● Document:
┌──
TO: internet:harp~arply.com

Pat Missin writes:

OK - yu suused me owt: I cat'n type! I was reefering to a
100-hole crhomatci, obviuosly.

Aw, Pat! You keep giving all the good stuff away. Now people are
gonna start asking, so I might as well tell them . . .

The 100-hole chromatic has a long history, but almost none of the
early instruments survive. A harmonica with 100 holes in one row
is, naturally, very long, and it could easily take an entire tree
branch to make the comb. Unfortunately, the first ones were made
in Greece, where firewood is very scarce. Even a plastic-combed
model would not be safe. Having centuries ago burnt up all the
available wood (100-hole chromatics included), they are now
burning all the discarded plastic they can find.

Originally the 100-hole chromatic was made with 1 reed per hole.
The inventor, Gouernios (sometimes transliterated into the latin
alphabet as Wvernius), had the idea of making an instrument with
a chromatic range of 9 full octaves:

11 semitones x 9 plus top octave note = 100

This didn't go over well in the land of Pythagoras, and the
omission only added fuel to the flames. Anecdotal tales of
Wvernius perishing on a sacrificial pyre with his instruments,
however, appear to be apocryphal.

However, the idea did not die. Phoenix-like, it rose again in
China, where an early member of the Huang family, tired of
stacking several individual diatonic harmonicas in the
traditional Asian practice, got the idea of stacking multiple
reedplates and combs into one instrument. By combining 11 combs
and 12 eight-note reedplates (actually, 8 eight-noters and 4 plates
with 9 notes - I am told the extra 4 notes had little utility but
were a matter of feng shui), he came up with an enormous dagwood
sandwich. Each reed was in its own cell, to eliminated the need
for windsavers -replacing them would have been a major
undertaking.
└──
● Material provided:
┌──
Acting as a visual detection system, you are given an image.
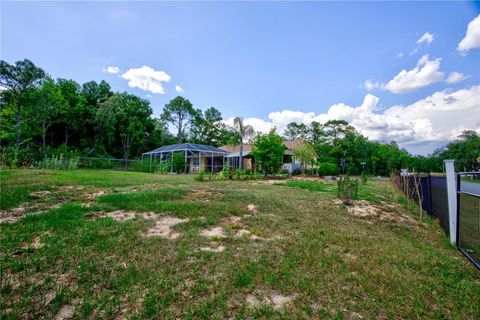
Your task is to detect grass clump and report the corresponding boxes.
[337,176,358,205]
└──
● Tasks to complete:
A. In the harmonica post, rewrite the passage that begins at the words "The 100-hole chromatic has" and stops after "reed per hole.", changing "firewood" to "timber".
B. According to the harmonica post, who invented the 100-hole chromatic?

● Worked answers:
A.
The 100-hole chromatic has a long history, but almost none of the
early instruments survive. A harmonica with 100 holes in one row
is, naturally, very long, and it could easily take an entire tree
branch to make the comb. Unfortunately, the first ones were made
in Greece, where timber is very scarce. Even a plastic-combed
model would not be safe. Having centuries ago burnt up all the
available wood (100-hole chromatics included), they are now
burning all the discarded plastic they can find.

Originally the 100-hole chromatic was made with 1 reed per hole.

B. Gouernios, whose name is sometimes transliterated into the Latin alphabet as Wvernius.